*THE PROBLEM*. Render the following material again verbatim, leaving nothing out.

(Point-based annotation data)
▼

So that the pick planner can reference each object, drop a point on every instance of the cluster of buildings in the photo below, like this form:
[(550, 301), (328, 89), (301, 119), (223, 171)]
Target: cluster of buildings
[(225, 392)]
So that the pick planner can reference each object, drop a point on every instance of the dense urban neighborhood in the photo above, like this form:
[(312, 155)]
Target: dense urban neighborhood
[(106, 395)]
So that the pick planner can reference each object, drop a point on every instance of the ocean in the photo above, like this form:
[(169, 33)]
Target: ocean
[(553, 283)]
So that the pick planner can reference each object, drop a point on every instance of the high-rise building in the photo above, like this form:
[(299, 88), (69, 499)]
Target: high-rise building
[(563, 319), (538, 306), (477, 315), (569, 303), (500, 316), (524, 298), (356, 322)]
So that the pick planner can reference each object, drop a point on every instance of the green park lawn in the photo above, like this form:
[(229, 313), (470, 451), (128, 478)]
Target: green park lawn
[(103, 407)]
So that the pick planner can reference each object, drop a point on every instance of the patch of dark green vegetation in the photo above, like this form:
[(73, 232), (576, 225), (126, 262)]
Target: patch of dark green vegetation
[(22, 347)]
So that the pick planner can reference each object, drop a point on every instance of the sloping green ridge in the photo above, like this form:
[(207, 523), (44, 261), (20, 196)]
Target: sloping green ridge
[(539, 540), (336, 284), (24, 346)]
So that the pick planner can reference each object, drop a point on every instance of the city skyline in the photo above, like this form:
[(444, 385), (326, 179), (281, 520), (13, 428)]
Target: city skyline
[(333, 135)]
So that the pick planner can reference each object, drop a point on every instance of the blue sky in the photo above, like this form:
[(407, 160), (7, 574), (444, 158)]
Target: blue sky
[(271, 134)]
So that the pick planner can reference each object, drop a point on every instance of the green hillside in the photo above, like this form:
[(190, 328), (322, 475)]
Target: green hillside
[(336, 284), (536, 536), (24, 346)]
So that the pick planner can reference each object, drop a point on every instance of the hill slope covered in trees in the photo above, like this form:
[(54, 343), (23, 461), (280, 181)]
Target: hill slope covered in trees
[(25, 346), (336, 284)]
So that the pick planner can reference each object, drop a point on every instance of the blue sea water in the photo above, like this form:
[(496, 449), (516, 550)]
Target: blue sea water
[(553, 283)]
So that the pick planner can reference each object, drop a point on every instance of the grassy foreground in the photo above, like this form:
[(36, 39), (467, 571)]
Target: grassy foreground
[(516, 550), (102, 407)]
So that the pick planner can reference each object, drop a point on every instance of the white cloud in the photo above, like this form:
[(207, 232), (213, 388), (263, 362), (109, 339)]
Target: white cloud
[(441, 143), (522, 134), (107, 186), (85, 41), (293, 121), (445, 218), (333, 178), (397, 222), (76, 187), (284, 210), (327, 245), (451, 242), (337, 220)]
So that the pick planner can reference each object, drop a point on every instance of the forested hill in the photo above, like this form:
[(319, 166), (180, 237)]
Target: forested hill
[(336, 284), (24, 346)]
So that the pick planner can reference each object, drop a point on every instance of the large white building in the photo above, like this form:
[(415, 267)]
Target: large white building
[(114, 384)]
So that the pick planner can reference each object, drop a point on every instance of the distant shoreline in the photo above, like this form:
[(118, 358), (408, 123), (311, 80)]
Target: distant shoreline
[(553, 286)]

▲

*SOLUTION TO THIS PROBLEM*.
So that the pick planner can reference each object, drop a point on every instance of the cluster of buildings in the photo below, like this form:
[(550, 301), (328, 89), (301, 119), (223, 171)]
Target: cluster of buildings
[(225, 392)]
So that the pick planner can reference each object, drop a point on every instance of the dense urban neighborhood in the photo above, like this form:
[(312, 155)]
Target: dense urban neighborhood
[(106, 395)]
So that the pick planner can reference each object, drop a point on every instance of the ocean in the photo above, like this form:
[(169, 33)]
Target: ocean
[(553, 283)]
So that the pick planner can reference each object, drop a point on every instance of the high-rise building in the photo above, like this form:
[(299, 88), (69, 499)]
Target: high-rise building
[(563, 319), (538, 306), (477, 315), (569, 303), (500, 316), (524, 298), (356, 322)]
So that the pick planner can reference each object, drop a point on every instance of the green park lawn in the photo above, like this form:
[(229, 313), (470, 451), (128, 478)]
Target: green park lawn
[(103, 407)]
So that the pick planner can reference each object, drop a point on every instance of the patch of dark green vegetation in the photo above, like this form:
[(73, 232), (576, 225), (126, 262)]
Target: patch of dark green vegetation
[(22, 347)]
So that the pick planner can reference each object, drop a point on every instance of the sloping green ridge in the photo above, like this form:
[(207, 523), (44, 261), (20, 196)]
Target: sloping green ridge
[(539, 540), (336, 284), (24, 346)]
So that the pick planner can reference each object, drop a point on every instance of the city skyline in the photo above, like this form:
[(444, 385), (326, 179), (281, 520), (13, 428)]
Target: city skyline
[(333, 135)]
So that the pick planner can reference each object, drop a point on every instance of the blue sky in the photo above, like this form:
[(407, 160), (7, 574), (444, 158)]
Target: blue sky
[(271, 134)]
So that the pick planner can reference each object, drop a point on every instance of the green hillside in the photo above, like this form:
[(190, 328), (322, 475)]
Target: green hillside
[(336, 284), (536, 536), (24, 346)]
So that the pick planner can reference each object, drop a point on every instance of the hill slope covered in trees in the photo above, like this form:
[(54, 343), (23, 461), (280, 181)]
Target: hill slope covered in trees
[(25, 346), (336, 284)]
So that the pick planner can reference each object, drop a point on every instance of the blue sea water in the photo above, like this form:
[(496, 449), (516, 550)]
Target: blue sea water
[(553, 283)]
So that the pick planner can reference each object, drop a point on every instance of the grassy foreground in the photo above, like this form:
[(36, 39), (467, 571)]
Target: grassy foreground
[(516, 550), (102, 407)]
So that the pick planner can reference each object, drop a point on every instance of the white cloud in the photo above, like this form:
[(207, 232), (213, 388), (263, 362), (109, 339)]
Target: white cloud
[(441, 143), (522, 134), (107, 186), (85, 41), (293, 121), (445, 218), (333, 178), (397, 222), (76, 187), (284, 210), (327, 245), (451, 242), (337, 220)]
So that the pick planner can reference each object, drop a point on every instance of the forested hill in the photo above, like this form:
[(319, 166), (180, 237)]
Target: forested hill
[(336, 284), (24, 346)]
So that the pick planner can reference each object, drop a point on every instance of the large white building in the photo above, like this form:
[(415, 267)]
Target: large white building
[(114, 384)]
So that the pick planner can reference each object, drop a point on every instance of the distant shoreline in the photo above, like this form:
[(118, 358), (408, 123), (311, 80)]
Target: distant shoreline
[(553, 286)]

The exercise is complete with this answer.